> _Work item_
An identical copy of all the records is what the answer must contain.

> _Given records_
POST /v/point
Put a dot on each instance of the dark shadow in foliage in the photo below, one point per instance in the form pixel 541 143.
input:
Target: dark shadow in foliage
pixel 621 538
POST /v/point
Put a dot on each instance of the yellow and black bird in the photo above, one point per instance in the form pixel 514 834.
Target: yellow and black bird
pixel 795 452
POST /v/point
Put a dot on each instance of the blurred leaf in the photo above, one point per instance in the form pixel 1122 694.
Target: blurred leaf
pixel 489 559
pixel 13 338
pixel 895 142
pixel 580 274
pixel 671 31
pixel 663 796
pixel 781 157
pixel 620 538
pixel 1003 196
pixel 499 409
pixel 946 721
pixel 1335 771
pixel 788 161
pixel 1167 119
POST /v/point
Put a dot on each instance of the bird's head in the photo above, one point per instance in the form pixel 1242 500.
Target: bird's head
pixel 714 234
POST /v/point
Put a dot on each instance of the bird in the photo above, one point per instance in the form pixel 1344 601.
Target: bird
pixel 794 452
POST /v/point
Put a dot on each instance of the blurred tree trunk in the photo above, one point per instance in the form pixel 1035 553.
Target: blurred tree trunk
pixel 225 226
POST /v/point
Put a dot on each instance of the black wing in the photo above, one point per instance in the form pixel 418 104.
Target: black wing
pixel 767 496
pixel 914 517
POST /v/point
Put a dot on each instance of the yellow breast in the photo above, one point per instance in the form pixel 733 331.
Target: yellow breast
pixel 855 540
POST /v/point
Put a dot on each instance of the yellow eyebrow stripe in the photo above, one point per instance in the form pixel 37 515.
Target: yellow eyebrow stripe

> _Task result_
POST /v/point
Put a dot on each instance of the dark shadow in foliage in the photo below, one point per instance in the form pixel 541 143.
input:
Target: dark shadow in foliage
pixel 621 538
POST /v/point
Put a dot on each instance of the yellow and black bird in the photo above, one point per instance in the form pixel 514 834.
Target: yellow and black bird
pixel 795 452
POST /v/point
Put a dot on each instance of the blurred leaf in the photo above, one point per instance in the form pixel 1122 694.
Target: blurred leaf
pixel 489 559
pixel 13 338
pixel 895 142
pixel 580 274
pixel 671 31
pixel 663 796
pixel 781 157
pixel 620 538
pixel 1003 196
pixel 499 409
pixel 946 721
pixel 1335 771
pixel 788 161
pixel 1167 119
POST /v/point
Put a dot on each instance of the bird's head in the photo above, one point per instance in the form pixel 1242 500.
Target: bird's head
pixel 714 234
POST /v/point
Put a dot on each instance of the bird in the photo above, one point per instance in the form pixel 1344 601.
Target: bird
pixel 794 452
POST /v/point
Put a dot on each instance of the blurred tree trunk in the photo above, one point per instance in the form pixel 1035 553.
Target: blurred tree trunk
pixel 225 226
POST /v/point
Put a dot on each instance of the black wing in the photo above, one point per instance in the form pixel 418 104.
Target: black wing
pixel 767 496
pixel 914 517
POST /v/point
Put a dot on each instance of the yellow breast in the photo above, one point per instance in the form pixel 733 331.
Target: yellow breast
pixel 855 540
POST /v/point
Put a dot on each instance of the yellow eyebrow stripe in the photo above, one point per instance in the form pixel 37 515.
Target: yellow eyebrow stripe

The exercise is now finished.